### Exercise goal:
A verbatim copy of every entry is required. Produce it now.

------------------------------------------------------------------------

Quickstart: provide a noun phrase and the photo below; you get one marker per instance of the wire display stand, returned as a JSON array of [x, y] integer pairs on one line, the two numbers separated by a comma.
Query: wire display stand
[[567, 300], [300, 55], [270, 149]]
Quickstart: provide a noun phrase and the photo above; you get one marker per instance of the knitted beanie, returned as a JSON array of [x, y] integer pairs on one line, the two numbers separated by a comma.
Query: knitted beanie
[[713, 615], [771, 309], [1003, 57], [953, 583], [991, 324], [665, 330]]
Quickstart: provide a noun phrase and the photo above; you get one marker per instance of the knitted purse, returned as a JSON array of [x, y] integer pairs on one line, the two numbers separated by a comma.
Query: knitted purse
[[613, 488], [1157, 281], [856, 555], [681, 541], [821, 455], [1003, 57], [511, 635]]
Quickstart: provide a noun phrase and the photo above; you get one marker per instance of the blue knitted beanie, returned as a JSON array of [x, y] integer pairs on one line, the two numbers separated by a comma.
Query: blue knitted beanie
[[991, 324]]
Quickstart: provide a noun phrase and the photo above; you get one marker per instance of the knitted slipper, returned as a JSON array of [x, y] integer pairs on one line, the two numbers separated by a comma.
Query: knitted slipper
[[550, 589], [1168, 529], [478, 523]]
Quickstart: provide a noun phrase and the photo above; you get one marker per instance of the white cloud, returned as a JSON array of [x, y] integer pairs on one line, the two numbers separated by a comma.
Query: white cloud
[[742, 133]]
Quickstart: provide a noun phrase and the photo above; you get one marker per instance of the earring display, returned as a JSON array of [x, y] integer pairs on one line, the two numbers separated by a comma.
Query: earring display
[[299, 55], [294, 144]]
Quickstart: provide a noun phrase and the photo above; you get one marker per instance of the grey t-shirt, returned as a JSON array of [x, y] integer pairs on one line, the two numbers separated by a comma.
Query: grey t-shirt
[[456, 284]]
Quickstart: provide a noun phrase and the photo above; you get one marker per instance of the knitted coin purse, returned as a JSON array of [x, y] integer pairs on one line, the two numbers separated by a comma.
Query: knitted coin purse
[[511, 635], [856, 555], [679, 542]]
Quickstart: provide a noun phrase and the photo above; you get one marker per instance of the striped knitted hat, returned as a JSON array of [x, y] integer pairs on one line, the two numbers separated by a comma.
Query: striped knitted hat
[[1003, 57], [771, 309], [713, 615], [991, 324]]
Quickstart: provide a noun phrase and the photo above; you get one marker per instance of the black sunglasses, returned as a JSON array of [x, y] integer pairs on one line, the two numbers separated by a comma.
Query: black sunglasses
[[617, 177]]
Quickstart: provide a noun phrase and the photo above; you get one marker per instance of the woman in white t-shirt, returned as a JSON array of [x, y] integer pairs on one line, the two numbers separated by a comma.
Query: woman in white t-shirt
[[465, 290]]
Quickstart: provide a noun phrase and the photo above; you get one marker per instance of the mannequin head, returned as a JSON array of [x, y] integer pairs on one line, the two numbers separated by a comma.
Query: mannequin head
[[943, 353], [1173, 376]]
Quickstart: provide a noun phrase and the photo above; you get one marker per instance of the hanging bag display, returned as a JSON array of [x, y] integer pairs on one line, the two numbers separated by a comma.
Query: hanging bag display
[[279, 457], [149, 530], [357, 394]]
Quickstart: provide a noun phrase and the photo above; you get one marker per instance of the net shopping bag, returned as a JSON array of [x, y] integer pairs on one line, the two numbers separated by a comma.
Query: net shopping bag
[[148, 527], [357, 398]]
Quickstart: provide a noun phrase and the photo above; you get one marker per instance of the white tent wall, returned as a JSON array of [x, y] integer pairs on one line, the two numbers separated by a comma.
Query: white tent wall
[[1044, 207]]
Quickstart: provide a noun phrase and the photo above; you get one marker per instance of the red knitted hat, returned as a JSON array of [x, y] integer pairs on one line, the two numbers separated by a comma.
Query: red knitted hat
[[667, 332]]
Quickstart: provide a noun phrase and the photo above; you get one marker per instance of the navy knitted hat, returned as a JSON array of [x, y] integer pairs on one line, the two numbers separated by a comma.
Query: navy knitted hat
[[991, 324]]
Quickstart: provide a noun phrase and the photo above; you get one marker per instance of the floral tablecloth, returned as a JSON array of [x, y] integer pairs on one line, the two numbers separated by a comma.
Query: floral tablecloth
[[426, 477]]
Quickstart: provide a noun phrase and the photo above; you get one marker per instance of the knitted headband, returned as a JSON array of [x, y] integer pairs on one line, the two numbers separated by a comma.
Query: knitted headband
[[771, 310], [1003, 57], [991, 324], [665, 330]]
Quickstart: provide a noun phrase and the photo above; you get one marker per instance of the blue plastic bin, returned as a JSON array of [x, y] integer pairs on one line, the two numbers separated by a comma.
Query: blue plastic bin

------------------------------------------------------------------------

### Exercise answer:
Quickstart: provide a noun phrase and the photo below; you get one marker per instance of the wire display stand, returned as a JSON array of [x, y] integer pairs on one line, the two numbers separated by a comma.
Query: wire display stand
[[567, 300], [300, 55], [270, 149]]
Quickstart: provide a noun phrase and the photo above; you get one marker per instance of the knitted beanie, returned as a JSON array of [x, y] integer pairs on one line, the two numbers separated by a comma.
Query: knitted beanie
[[713, 615], [771, 309], [1003, 57], [953, 583], [991, 324], [665, 330]]
Quickstart: provide a noun phrase and the photo above; you get one marker per instance of the knitted purse, returned as a JSON array of [x, y] integer pairs on one line, the two numbers separated by a comma.
Query: knitted purse
[[613, 488], [1157, 281], [856, 555], [681, 541], [821, 455], [1003, 57], [511, 635]]
Quickstart: provide a noun phrase and the photo above; you get one marker per instance of the blue knitted beanie, returned as a JSON array of [x, y] integer pairs on one line, the two numbers separated by a comma.
Query: blue knitted beanie
[[991, 324]]
Quickstart: provide a noun phrase and the photo above; you get one marker per instance of the knitted slipper, returned as a JSON array of [x, y] integer pairs on one line, the two numbers separated by a comma.
Query: knitted slipper
[[550, 589], [1168, 529], [478, 523]]
Quickstart: provide a noun phrase and the photo above; you get one marker per instance of the white cloud, returned as a JSON array of [x, y] integer pairs on one line, the two numbers separated by a comma.
Query: white cloud
[[742, 133]]
Quickstart: provide a noun phrase and the photo above; you get one marker per instance of the earring display, returned as a JSON array of [x, y] integer pairs on one line, the two numbers separated by a comma.
Query: earring display
[[299, 55], [294, 144]]
Quickstart: provide a noun phrase and the photo above; you get one marker per instance of the grey t-shirt, returned as a JSON array of [x, y] integer pairs on one line, the two numbers separated by a comma.
Query: grey t-shirt
[[456, 284]]
Quickstart: provide a noun phrase and the photo above; you get one marker per instance of the knitted coin purse, returned as a JSON array of [x, y] integer pairs on one line, the two numbers separated by a comma.
Query: knitted coin purse
[[511, 635], [856, 555], [679, 542]]
Quickstart: provide a noun phrase and the photo above; you get one marker per instance of the striped knitted hat, returned as a JSON array of [x, y] integer pairs on one line, the two numbers separated by a comma.
Query: striped knitted hat
[[1003, 57], [771, 309], [713, 615], [991, 324]]
Quickstart: provide a noun phrase and the photo above; you get one marker per instance of the black sunglasses, returned as a JSON array of [x, y] integer pairs on one line, the two numbers separated by a comma.
Query: black sunglasses
[[617, 177]]
Quickstart: provide a noun phrase and the photo above; you get one marker per instance of the woman in white t-shirt, returned as a JSON array of [x, y] integer pairs on one line, the two numbers separated by a comma.
Query: woman in white t-shirt
[[465, 290]]
Quickstart: provide a noun phrase and the photo above; you get one marker per instance of the mannequin head, returned as a JSON array of [x, y] integer pairs on one line, the two numbers separated by a comma.
Query: mannequin head
[[943, 353], [1173, 376]]
Quickstart: provide a noun phrase and the photo above; you get one marker per instance of the hanging bag display, returned as a JSON array of [x, y] integer pairs on one line, the two numbers separated by a comma.
Query: hanging bag display
[[279, 457], [149, 530], [357, 394]]
Quickstart: provide a noun phrase and the photo above; you get one marker per instance of the net shopping bag, returned as a JSON array of [x, y] integer pairs on one line, the two numbers separated by a comma.
Query: net shopping bag
[[148, 527], [357, 398]]
Quickstart: provide a noun phrase and the photo above; you get one marker per instance of the white tent wall, returned as a JSON array of [x, y] integer pairs on one line, the two numbers separated by a comma.
Query: white tent wall
[[1044, 207]]
Quickstart: provide a noun phrase and the photo above; you get one marker per instance of the red knitted hat, returned as a JSON array of [x, y] integer pairs on one line, the two numbers separated by a comma.
Query: red knitted hat
[[667, 332]]
Quickstart: provide a noun phrase and the photo above; you get one marker per instance of the navy knitted hat, returned as a JSON array of [x, y] integer pairs on one line, the two numbers separated by a comma.
Query: navy knitted hat
[[991, 324]]
Quickstart: provide a noun phrase and the photo above; you get one marker per instance of the floral tablecloth, returned as a JSON array of [x, y] integer pairs on one line, the two numbers separated by a comma.
Query: floral tablecloth
[[426, 477]]
Quickstart: provide a noun phrase and the photo above; you get one marker per instance of the knitted headband, returned as a JSON array of [x, y] integer pairs on one line, the two numbers separated by a comma.
Query: knitted headband
[[771, 310], [1003, 57], [991, 324], [665, 330]]
Quickstart: provide a noun phrase and the photo above; you get one marker per instance of the blue plastic bin, returned as a JSON array of [x, y] integer pairs on one line, the two numbers separated by a comma.
Query: blue plastic bin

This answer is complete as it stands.